§ **Consegna**:
Aggiorna tutto il materiale qui sotto sostituendo ogni occorrenza di "small shed" con "tiny shed" e lasciando invariato il resto. Nella risposta ometti le immagini.

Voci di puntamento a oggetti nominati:

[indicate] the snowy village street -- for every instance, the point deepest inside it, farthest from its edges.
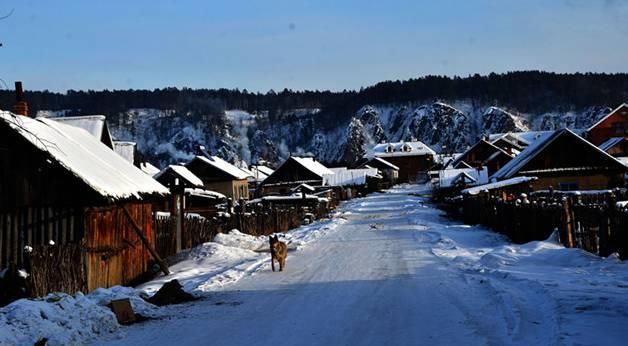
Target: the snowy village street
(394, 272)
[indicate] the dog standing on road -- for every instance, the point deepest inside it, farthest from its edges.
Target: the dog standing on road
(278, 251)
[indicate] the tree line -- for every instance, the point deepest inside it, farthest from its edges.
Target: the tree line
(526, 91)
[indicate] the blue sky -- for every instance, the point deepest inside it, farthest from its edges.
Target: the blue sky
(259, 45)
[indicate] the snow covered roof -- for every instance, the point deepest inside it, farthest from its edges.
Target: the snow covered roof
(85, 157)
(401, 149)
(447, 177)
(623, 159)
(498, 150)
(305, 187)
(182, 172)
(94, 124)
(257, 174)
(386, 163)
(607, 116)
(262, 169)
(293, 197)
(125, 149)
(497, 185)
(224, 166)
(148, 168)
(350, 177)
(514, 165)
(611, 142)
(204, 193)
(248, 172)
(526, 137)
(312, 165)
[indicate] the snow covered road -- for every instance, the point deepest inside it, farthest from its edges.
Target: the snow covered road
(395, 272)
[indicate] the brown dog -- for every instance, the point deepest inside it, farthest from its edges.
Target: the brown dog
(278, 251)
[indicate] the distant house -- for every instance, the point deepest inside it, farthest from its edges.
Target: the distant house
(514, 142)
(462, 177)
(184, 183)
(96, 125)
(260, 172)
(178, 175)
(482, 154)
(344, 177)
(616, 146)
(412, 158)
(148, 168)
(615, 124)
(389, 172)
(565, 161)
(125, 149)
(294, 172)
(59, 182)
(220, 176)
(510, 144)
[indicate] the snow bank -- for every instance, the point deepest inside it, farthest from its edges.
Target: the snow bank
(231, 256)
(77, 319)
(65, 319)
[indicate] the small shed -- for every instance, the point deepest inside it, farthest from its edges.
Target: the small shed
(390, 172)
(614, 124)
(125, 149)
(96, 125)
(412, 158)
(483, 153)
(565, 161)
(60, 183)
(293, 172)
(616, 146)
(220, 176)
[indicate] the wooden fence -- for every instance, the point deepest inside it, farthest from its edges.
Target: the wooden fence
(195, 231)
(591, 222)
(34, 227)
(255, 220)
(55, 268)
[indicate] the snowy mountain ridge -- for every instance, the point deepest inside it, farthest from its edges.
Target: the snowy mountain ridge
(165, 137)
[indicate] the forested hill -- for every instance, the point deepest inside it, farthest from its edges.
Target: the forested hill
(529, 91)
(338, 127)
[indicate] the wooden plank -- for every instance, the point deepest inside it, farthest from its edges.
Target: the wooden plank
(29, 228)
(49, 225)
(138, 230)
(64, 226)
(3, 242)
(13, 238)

§ **Risposta svolta**:
[indicate] the snowy village street -- for every instance, the point deepest inside it, farthest from its edges.
Target: the snowy village street
(394, 272)
[indicate] the dog standing on road -- for every instance, the point deepest inside it, farthest from its edges.
Target: the dog standing on road
(278, 251)
[indicate] the tree line -- for every instance, the point deepest inside it, farthest from its edges.
Target: the tree line
(526, 91)
[indicate] the blue sky -- for every instance, the point deepest inside it, farthest from its edges.
Target: the blue sky
(259, 45)
[indicate] the snow covered roof -- for every instance, the point deepest inside it, farthest from its edges.
Target: the snow covered roof
(85, 157)
(401, 149)
(447, 177)
(623, 159)
(498, 150)
(305, 187)
(182, 172)
(94, 124)
(257, 174)
(386, 163)
(607, 116)
(262, 169)
(293, 197)
(125, 149)
(497, 185)
(224, 166)
(148, 168)
(350, 177)
(514, 165)
(611, 142)
(204, 193)
(248, 172)
(526, 137)
(312, 165)
[indicate] the snow covered road -- for every instance, the point deepest inside it, farthest from its edges.
Target: the snow covered road
(395, 272)
[indicate] the brown dog -- for every instance, the point deepest inside it, farthest from its edges.
Target: the brown dog
(278, 251)
[indicate] the distant house -- for every instance, the point deepest inside it, farthest from its edges.
Target: the distant house
(514, 142)
(462, 177)
(184, 183)
(96, 125)
(260, 172)
(178, 175)
(482, 154)
(344, 177)
(616, 146)
(412, 158)
(148, 168)
(615, 124)
(389, 172)
(565, 161)
(125, 149)
(294, 172)
(59, 182)
(220, 176)
(510, 144)
[indicate] the snow bank -- for every instance, the point deepest inside it, farthest from its edges.
Target: the snow bank
(231, 256)
(77, 319)
(65, 319)
[indicate] the tiny shed -- for every instance, the point deepest inside it, farthest from its edges.
Target: the tiny shed
(390, 172)
(614, 124)
(125, 149)
(96, 125)
(412, 158)
(483, 153)
(565, 161)
(60, 183)
(293, 172)
(616, 146)
(220, 176)
[indicate] the wooden fence -- for every instance, the point deepest inside it, farthest from its edges.
Target: the wooden fence
(195, 231)
(591, 222)
(34, 227)
(255, 220)
(55, 268)
[indicate] the snowy mountain ridge -- for every instance, the point deepest inside it, farthest from its edges.
Target: the snowy mountain ridge
(165, 137)
[indicate] the forested hill -- for every instance, the point deepest inside it, farthest from its edges.
Target: the forested hill
(529, 91)
(338, 127)
[indicate] the wooden plank -- for every instance, the point deepest inside it, farthest from its edges.
Target: the wooden plank
(29, 228)
(49, 225)
(138, 230)
(64, 226)
(3, 242)
(13, 238)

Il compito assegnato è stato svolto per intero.